Diğer bir konu ise laikliğin inançları güvence altına alınması hususudur. Muhafazakar parti lideri yeni anayasa çalışmaları dolayısıyla; "Öyle bir lâiklik tanımı yapalım ki, kişi ibadetlerini rahat yapsın, bacılarımızın başörtüleri yasal güvence altına alınsın, isteyen istediği şekilde ibadetini yapsın" diyor. Aynı lider bir başka konuşmasında " İbadetler İslâm nizamının yüzde 8' ini oluşturuyor." diyordu. Bu iki görüş arasında tezat var kanaatindeyim. İkinci cümlesi doğru, birinci cümlesine katılmıyorum. Laikliğin tek hedefi inançları güvence altına almak, ibadet özgürlüğünü sağlamak değildir. Kişisel ibadetlere zaten hiç bir din karşı çıkmaz. İbadet özgürlüğünüz var diyerekten milleti oyalıyor ve kandırıyorlar, Bu maske altında istedikleri yönetimleri iş başına getirerek milleti sömürüyorlar. Bu sinsice oynanan oyunlara milyonlarca müslüman da alet oluyor. İslâm nizamı hayatın her aşamasında olmalıdır. Devlet yönetiminin kalbinde olmalıdır. Devletin merkezi ve yerel idarelere İslâmın kalbinin kanı bombalanmalıdır. Devletin bütün icraatları İslâm terazisinde tartılmalı ondan sonra servis edilmelidir. İslâmın muamelat, ceza ve ahlâk prensipleri harfiyyen uygulanmalıdır. Laiklik kelimesini islâmın bir güvencesi gibi sunulması kesinlikle batıl ve yanlıştır. Tam aksine lâiklik, İslam nizamının dünyaya hakimiyetini zora sokan ve engelleyen en büyük silahtır. Allah Teâlâ' nın buyruğu gereği derhal bu silahı kaldırıp atmak atmaktır. Tedavülden kaldırmaktır.
Bu bölümde de sosyal medyada,arkadaşların paylaşımları içinde değerli bulduğum bazı bilgilerden alıntılar alarak paylaşmak istiyorum. Dikkatlice okununca sözler fayfalı olur sanırım:
"Bir toplum gerçeklerden ne kadar uzaklaşırsa gerçeği söyleyenlerden o kadar nefret eder.

□ □ □ □

Görevler
[A] Laiklik üzerine yazıda geçen "Kişisel ibadetlere zaten hiç bir din karşı çıkmaz." cümlesini İngilizceye çevirin.
[B] Laiklik üzerine yazıyı kaldığı yerden sürdürün.
Kayıtların bu çalışmada hiçbir işlevi yoktur.

□ □ □ □

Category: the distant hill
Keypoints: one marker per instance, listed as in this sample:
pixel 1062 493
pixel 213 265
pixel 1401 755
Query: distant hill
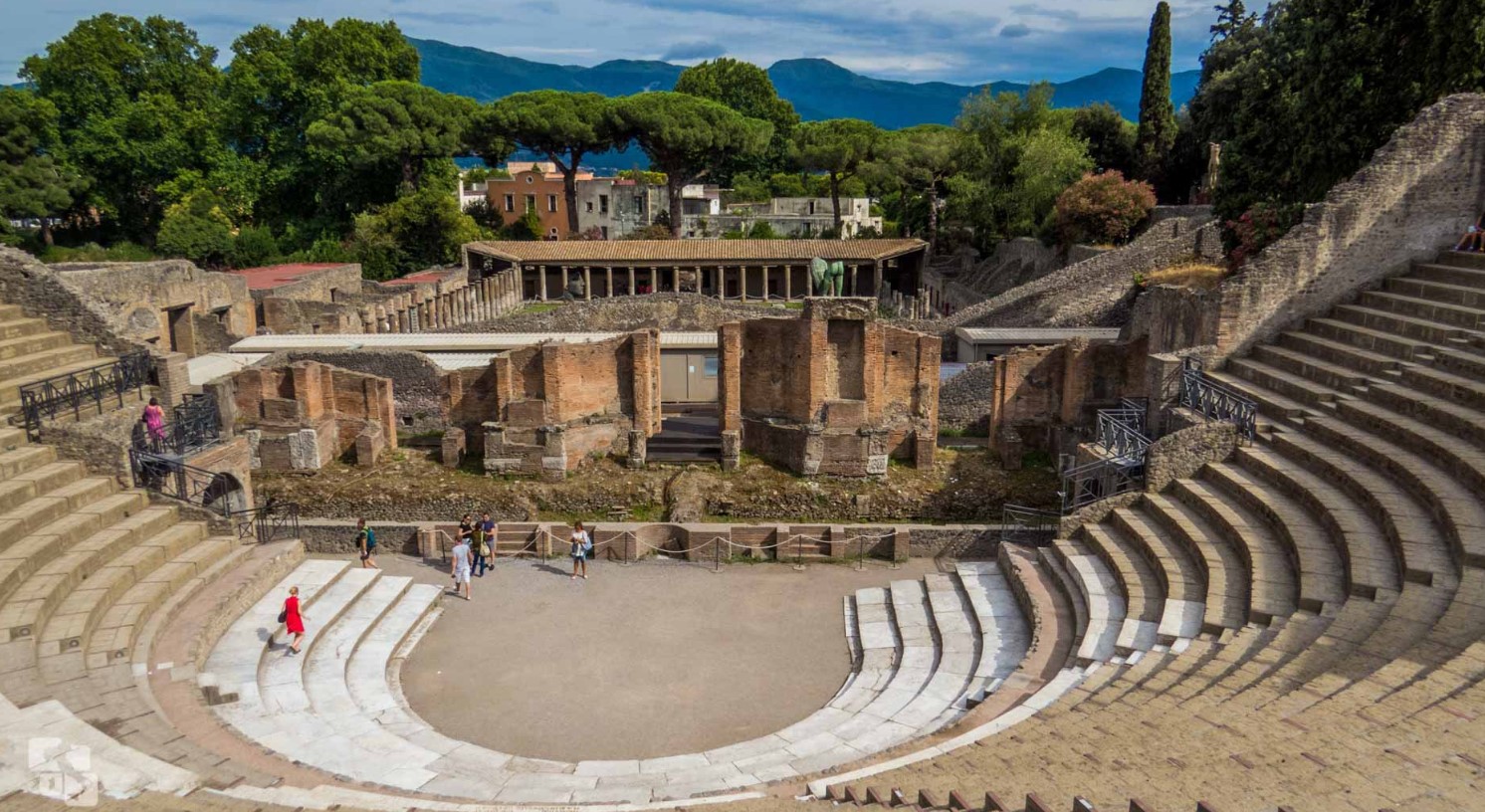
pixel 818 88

□ □ □ □

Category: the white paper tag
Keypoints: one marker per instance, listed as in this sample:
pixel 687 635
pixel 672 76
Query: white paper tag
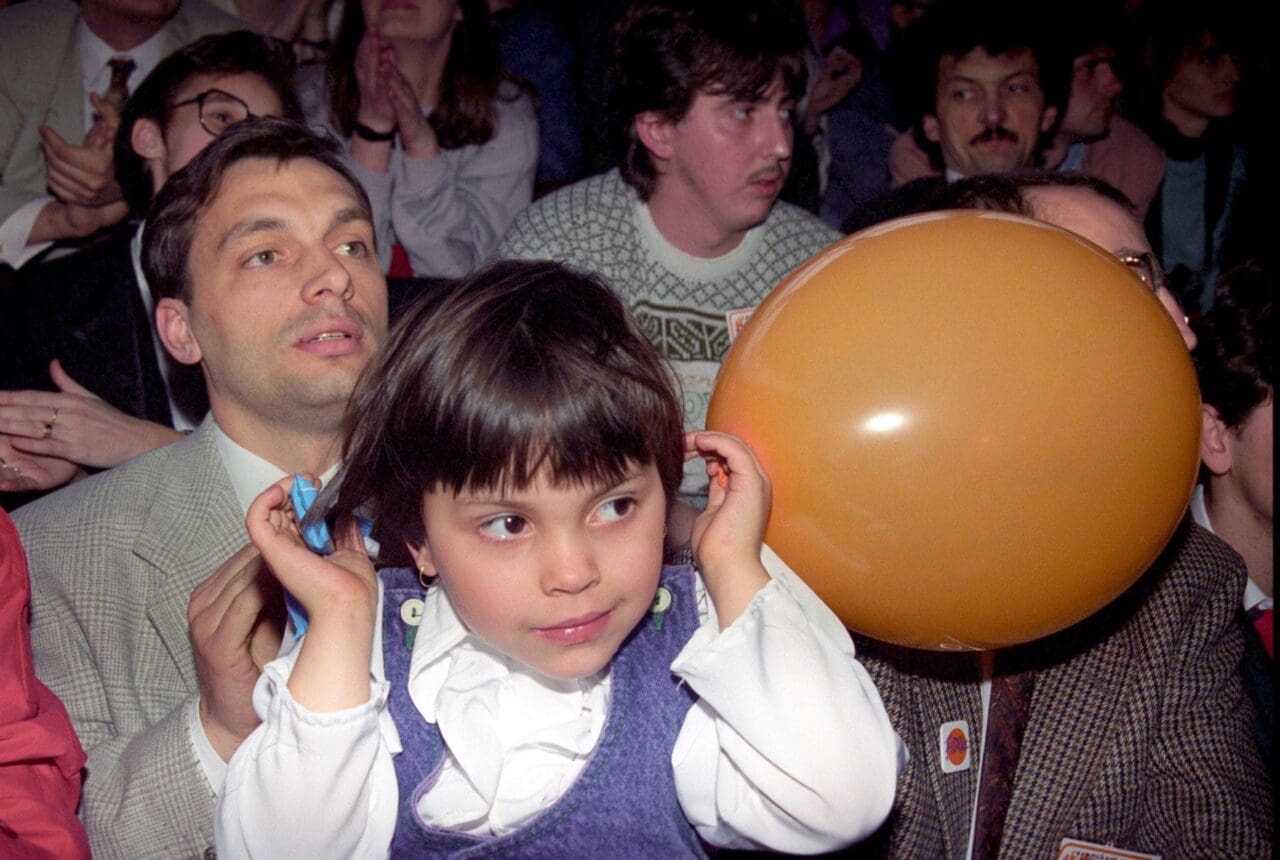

□ □ □ □

Yanıtlar
[A] No religion objects to personal worship anyway.

[B]
- yalanlar rahatlatır, gerçekler rahatsız eder.
- Gerçek her şeyden önce Cesaret ister. Ve bugün bu cesaret en büyük suçtur." George Orwell
- Evet dünyada bu dönemde işler yalanla dönüyor. Gerçekleri söylemek zordur. Günümüzün güzel anlatmış.
- Yalan söylediklerini biliyoruz
Yalan söylediklerini biliyorlar
Yalan söylediklerini bildiğimizi biliyorlar
Yalan söylediklerini bildiğimizi bildiklerini biliyoruz
Ama hâlâ yalan söylüyorlar
ALEXANDR ISAYEVICH SOLZHENITSYN
Anlaşılan, başka bir çare kalmamıştır. Yeni Dünya Düzeni refah ve huzur getirmesi yalandır. Yalan olan bir idealizmi yalanla ayakta tutabilirsiniz. "Yalan ve iman bir arada bulunmaz" sözünü hatırlamadan geçemeyeceğim.
"Hayır demesini öğrenmezseniz evetler göreviniz olur. Sürekli evet dediğiniz kişiler sizi kullanmak için her türlü yolu kullanarak sizi suistimal eder". (Doğan Cüceloğlu)
"Müşteriyi kazıklamanın “ticari zeka” , halkı sürekli kandırmanın “siyasi zeka” , ambulansın arkasına takılmanın “pratik zeka” , şike yaparak kazanmanın “sportif zeka” , iyi niyeti suistimal etmenin “kıvrak zeka“ olarak algılandığı bir ülkenin zekaya değil, ahlaka ihtiyacı vardır. (Haluk Bilginer)
Aristo’ya sormuşlar;
“Üstad dünyayı gezdin, dolaştın, çok şey bilirsin. Şu insanoğlu hayattan ne ister, ne bekler?”
Cevap ilginç tabi;
“insanoğlu, para ister, zenginlik ister, makam mevki ister, konfor ister”
“Peki üstad siz ne istersiniz?”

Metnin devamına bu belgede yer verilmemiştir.